_YOUR GOAL_. Please output exactly the part of the records below that opens with the line containing "of the railing" and closes with the line containing "of the calm", both lines included, and nothing else.
EXERCISE MATERIAL: Begin
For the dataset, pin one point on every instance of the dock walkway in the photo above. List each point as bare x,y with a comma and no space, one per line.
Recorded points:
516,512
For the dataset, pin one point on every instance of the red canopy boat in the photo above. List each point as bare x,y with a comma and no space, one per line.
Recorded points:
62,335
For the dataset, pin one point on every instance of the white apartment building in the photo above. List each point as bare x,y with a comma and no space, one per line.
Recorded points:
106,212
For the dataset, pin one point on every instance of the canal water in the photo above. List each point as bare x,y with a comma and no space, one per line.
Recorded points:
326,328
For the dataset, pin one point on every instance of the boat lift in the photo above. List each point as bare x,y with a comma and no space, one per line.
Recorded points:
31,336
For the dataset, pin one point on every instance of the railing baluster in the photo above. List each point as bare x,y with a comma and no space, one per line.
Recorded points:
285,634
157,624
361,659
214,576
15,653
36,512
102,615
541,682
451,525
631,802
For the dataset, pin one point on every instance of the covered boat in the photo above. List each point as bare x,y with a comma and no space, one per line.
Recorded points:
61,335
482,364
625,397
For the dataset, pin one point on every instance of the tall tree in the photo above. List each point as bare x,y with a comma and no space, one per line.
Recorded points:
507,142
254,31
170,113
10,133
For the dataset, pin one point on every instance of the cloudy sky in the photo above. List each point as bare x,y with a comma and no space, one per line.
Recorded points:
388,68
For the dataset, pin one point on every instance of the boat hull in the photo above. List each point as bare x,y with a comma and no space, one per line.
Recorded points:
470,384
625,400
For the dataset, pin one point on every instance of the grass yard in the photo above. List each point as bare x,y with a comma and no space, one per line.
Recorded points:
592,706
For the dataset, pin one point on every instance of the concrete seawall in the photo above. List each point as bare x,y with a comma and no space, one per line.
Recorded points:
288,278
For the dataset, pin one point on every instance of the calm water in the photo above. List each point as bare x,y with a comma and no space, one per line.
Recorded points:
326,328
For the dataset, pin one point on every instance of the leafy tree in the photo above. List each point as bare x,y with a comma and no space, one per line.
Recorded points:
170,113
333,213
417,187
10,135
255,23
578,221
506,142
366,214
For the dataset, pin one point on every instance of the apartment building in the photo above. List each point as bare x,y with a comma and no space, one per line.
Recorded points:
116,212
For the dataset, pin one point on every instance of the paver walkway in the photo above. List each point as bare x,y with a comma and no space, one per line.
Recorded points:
EXERCISE MATERIAL: End
_SOLUTION_.
For the dataset, pin one point on every instance of the railing baluster in the photo above. List each point as bare x,y with a comma and no space, one per line.
Recorded points:
285,634
157,624
361,659
214,576
15,653
36,512
102,615
541,682
451,525
631,802
For the dataset, pin one point on every instance of the covered boat in the photo above. List each point as bare x,y with a comma and no space, one per line.
Recorded points:
61,335
482,364
625,397
For the dataset, pin one point on every instance of the tall tree in the photo above. List each point as bare x,y with a comma and no space, one per line.
Recorded points:
507,142
254,31
170,113
10,133
For the dataset, pin one point on every instance of the cloudy sky in the photo above. List each point as bare x,y with a comma and no space, one per line.
Recorded points:
388,68
For the dataset, pin one point on every instance of the boat hull in the photo above. List each point as bare x,y with a comma and no space, one per line.
Recorded points:
470,384
625,400
For the dataset, pin one point on every instance of the grass yard in the photo above. List each point as bare x,y with a comma and no space, one per line.
Recorded points:
592,706
For the dataset, pin one point on every instance of the concrete seawall in the photo above. List each point as bare x,y with a comma and no space, one per line.
Recorded points:
288,278
For the dataset, pin one point on every instance of the calm water in the photo above. List each point as bare x,y with a comma and no space, one per line.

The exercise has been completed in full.